GIVEN RECORDS →
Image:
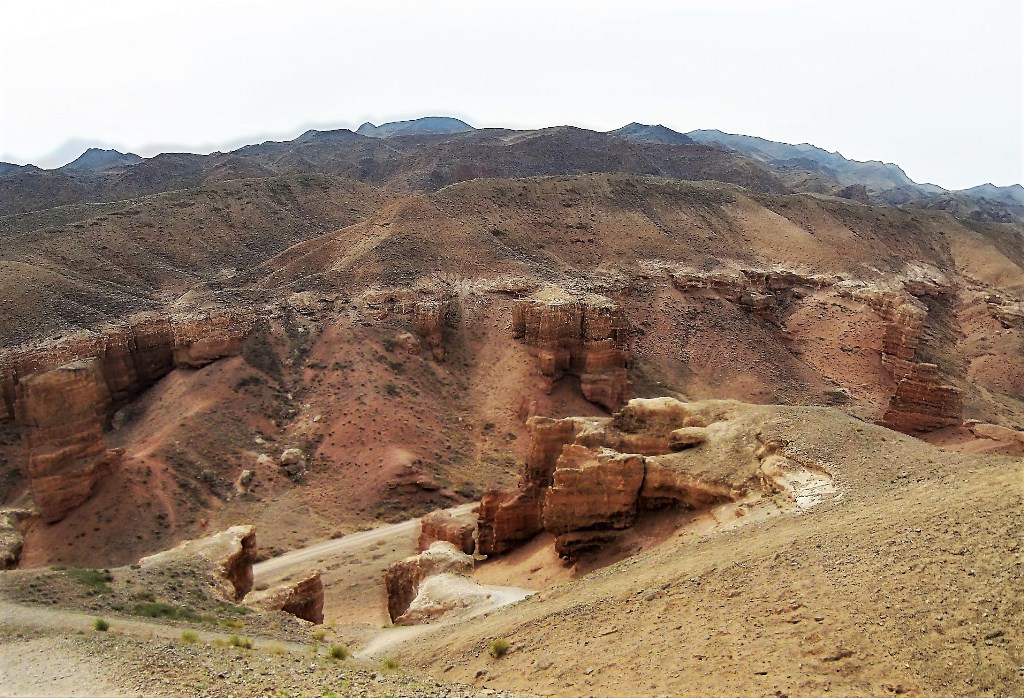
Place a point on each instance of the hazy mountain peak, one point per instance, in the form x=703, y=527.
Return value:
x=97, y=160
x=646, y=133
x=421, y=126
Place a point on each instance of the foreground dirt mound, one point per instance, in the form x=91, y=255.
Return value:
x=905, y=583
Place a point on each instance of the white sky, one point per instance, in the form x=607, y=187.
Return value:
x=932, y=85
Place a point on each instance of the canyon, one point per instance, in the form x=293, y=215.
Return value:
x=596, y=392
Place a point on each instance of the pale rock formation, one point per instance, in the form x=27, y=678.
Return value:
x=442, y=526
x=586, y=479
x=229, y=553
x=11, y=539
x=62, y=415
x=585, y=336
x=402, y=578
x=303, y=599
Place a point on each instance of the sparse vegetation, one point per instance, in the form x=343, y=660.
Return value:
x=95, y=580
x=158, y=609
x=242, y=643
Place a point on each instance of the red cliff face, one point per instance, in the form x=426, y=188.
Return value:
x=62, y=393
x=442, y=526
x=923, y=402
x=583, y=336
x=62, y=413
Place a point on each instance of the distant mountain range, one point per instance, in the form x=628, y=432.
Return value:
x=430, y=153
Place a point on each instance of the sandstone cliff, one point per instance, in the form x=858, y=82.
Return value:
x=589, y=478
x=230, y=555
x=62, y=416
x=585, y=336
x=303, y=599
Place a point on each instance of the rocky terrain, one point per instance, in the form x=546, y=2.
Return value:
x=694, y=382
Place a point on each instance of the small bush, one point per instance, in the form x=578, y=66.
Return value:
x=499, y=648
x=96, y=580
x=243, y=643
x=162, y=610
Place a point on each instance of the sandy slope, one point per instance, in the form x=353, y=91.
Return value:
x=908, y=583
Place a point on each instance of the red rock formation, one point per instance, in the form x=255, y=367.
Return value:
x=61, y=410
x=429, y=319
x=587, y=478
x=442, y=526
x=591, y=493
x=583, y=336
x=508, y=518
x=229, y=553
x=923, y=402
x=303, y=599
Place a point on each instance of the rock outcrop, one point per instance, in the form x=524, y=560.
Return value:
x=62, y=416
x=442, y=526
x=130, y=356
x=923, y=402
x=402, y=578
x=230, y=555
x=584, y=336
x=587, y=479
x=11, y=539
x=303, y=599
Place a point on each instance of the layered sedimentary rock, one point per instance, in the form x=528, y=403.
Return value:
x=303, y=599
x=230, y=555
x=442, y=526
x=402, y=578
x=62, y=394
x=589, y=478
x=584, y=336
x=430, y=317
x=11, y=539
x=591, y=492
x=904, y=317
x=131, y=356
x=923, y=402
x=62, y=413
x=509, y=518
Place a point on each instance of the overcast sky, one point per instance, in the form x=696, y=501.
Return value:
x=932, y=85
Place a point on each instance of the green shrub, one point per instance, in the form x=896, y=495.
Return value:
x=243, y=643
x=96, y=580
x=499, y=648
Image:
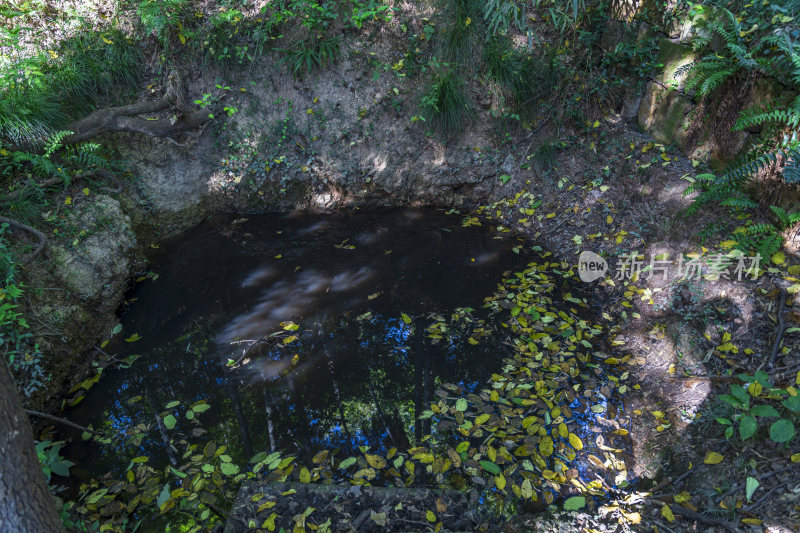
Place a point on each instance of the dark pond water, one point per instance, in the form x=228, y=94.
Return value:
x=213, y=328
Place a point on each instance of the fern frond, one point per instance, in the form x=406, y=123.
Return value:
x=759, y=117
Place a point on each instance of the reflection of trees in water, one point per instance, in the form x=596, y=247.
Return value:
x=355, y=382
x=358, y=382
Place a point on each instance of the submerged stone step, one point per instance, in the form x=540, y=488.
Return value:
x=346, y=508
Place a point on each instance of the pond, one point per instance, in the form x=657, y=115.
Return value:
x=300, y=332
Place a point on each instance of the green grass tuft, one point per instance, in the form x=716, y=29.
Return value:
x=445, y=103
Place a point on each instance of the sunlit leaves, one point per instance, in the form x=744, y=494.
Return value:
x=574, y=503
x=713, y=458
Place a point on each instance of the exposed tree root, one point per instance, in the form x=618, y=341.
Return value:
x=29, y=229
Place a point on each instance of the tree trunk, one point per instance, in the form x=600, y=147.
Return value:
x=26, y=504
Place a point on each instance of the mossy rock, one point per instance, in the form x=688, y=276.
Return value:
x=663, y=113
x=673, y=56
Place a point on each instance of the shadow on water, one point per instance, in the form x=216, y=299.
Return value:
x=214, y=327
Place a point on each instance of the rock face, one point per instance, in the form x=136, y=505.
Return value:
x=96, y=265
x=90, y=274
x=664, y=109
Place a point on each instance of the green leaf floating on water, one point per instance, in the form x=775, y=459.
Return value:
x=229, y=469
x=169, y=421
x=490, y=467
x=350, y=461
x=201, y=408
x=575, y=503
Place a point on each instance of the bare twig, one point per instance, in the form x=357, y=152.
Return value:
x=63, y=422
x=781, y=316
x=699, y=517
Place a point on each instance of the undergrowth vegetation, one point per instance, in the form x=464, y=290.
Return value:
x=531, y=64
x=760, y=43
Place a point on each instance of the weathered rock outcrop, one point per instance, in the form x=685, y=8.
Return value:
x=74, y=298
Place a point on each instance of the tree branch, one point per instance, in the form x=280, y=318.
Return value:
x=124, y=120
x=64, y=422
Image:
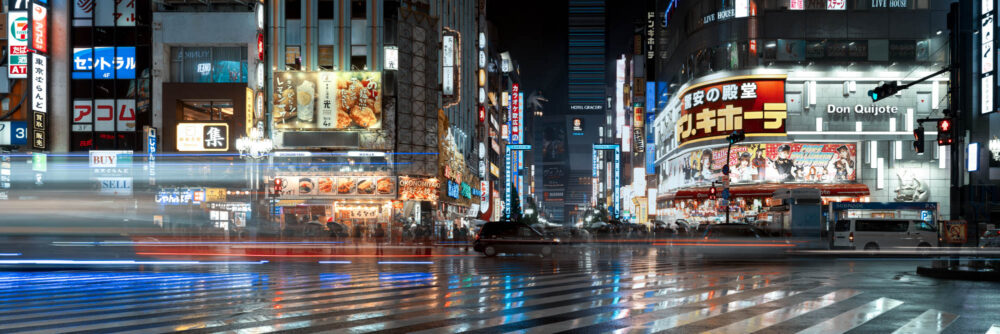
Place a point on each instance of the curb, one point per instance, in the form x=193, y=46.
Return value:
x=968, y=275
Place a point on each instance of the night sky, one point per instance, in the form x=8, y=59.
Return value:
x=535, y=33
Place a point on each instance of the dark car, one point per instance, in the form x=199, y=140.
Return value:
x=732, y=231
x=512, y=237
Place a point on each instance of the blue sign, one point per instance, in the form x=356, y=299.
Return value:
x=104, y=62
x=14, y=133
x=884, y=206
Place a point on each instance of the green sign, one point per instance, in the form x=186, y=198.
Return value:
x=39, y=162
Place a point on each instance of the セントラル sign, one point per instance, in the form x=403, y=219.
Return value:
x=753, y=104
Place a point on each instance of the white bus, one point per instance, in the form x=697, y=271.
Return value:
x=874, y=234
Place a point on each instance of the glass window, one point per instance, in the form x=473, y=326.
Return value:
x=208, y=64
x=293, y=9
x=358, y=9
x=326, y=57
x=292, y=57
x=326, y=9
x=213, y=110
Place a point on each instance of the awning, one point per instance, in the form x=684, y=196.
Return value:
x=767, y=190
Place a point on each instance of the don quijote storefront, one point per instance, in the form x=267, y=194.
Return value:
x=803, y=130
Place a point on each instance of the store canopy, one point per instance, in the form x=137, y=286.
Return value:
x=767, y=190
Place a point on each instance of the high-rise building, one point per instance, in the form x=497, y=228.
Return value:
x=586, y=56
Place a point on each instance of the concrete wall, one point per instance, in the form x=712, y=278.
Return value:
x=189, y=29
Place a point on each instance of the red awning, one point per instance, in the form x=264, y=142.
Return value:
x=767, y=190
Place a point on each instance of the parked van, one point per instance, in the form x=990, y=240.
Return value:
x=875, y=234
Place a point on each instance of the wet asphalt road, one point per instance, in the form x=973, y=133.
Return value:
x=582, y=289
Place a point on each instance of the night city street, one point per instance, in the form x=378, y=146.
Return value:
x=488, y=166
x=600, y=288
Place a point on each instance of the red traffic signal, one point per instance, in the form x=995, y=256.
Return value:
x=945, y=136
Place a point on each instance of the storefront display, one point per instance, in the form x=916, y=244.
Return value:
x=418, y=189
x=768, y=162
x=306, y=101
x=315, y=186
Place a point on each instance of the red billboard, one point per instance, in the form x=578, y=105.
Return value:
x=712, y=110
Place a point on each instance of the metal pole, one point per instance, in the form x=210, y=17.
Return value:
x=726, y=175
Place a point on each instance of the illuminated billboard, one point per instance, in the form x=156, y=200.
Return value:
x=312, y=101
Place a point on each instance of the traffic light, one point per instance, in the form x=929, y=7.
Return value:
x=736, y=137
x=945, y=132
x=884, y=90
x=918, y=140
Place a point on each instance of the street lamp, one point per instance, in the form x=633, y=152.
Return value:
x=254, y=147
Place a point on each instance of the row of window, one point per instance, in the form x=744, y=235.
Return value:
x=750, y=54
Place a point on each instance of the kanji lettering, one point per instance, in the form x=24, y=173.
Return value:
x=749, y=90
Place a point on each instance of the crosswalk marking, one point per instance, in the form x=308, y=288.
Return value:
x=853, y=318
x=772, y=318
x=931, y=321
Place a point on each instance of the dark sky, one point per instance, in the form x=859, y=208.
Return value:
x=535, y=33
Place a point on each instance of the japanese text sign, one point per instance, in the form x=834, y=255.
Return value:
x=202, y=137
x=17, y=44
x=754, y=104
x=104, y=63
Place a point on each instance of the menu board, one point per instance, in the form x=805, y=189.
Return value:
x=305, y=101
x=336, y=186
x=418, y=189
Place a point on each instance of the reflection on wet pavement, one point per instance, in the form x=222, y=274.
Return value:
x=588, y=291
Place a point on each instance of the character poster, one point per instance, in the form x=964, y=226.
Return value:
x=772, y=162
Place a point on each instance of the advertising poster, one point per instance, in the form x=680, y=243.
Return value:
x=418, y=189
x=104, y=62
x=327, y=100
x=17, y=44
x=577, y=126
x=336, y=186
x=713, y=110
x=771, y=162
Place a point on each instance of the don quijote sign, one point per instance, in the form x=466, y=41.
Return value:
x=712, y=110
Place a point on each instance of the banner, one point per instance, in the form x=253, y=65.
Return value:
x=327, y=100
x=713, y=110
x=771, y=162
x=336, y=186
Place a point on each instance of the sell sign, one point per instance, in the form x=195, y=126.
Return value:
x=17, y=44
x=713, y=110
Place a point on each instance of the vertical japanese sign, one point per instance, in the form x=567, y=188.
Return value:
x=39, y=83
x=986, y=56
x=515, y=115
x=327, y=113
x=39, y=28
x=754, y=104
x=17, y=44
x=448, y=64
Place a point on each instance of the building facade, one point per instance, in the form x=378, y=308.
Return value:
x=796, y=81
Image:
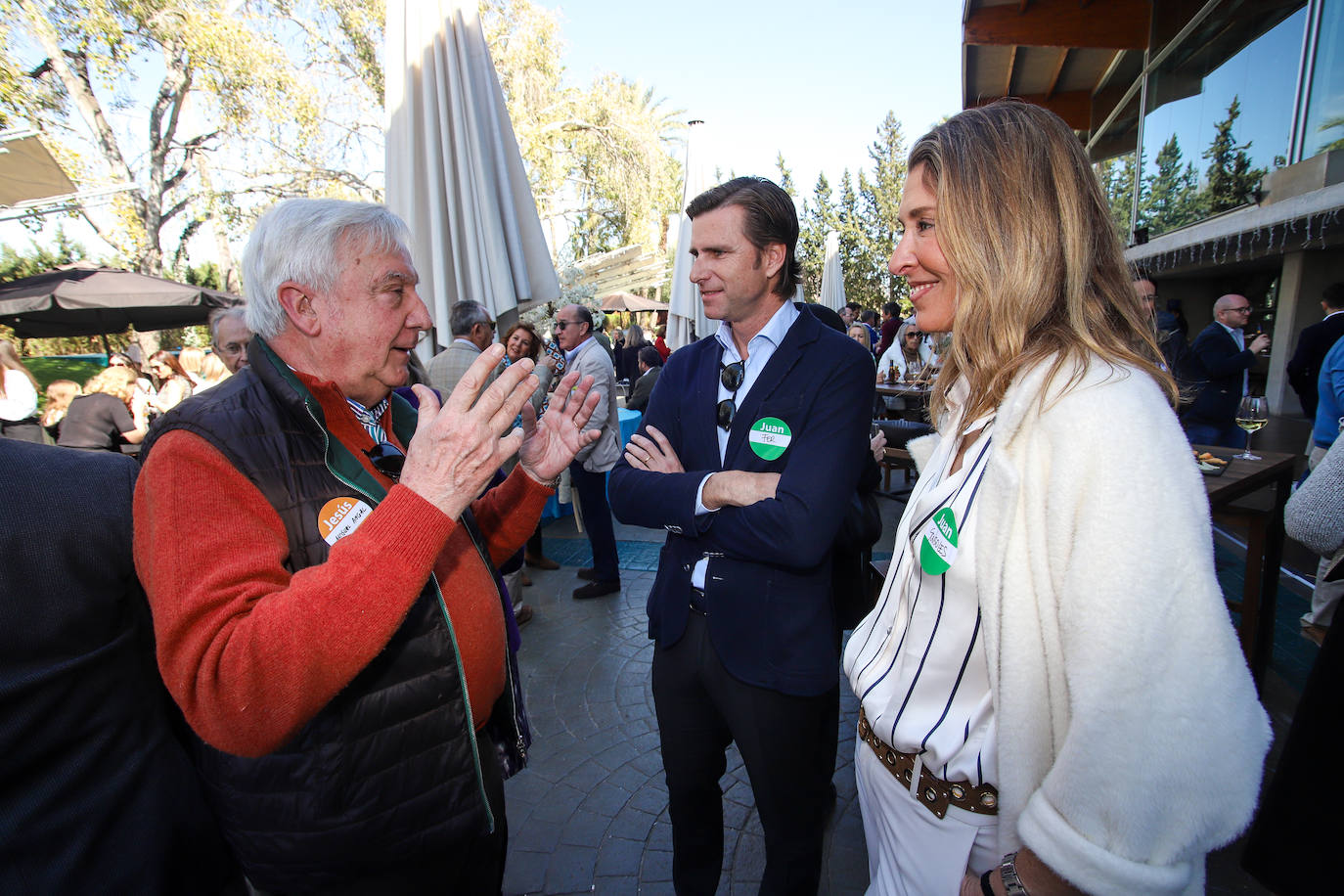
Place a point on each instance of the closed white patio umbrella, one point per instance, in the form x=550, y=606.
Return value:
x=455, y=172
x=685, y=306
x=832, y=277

ABOUT THIS EXERCISE →
All of the lines above that carry the string "white" need to be found and copied.

TASK ANSWER →
Place a point on each instance of the white sky, one point per instance, in the form x=607, y=187.
Place a point on each instance of the white bus, one point per instance, in the form x=697, y=271.
Place a point on each instance of the closed white patio umbrella, one point per instance, in the form x=550, y=606.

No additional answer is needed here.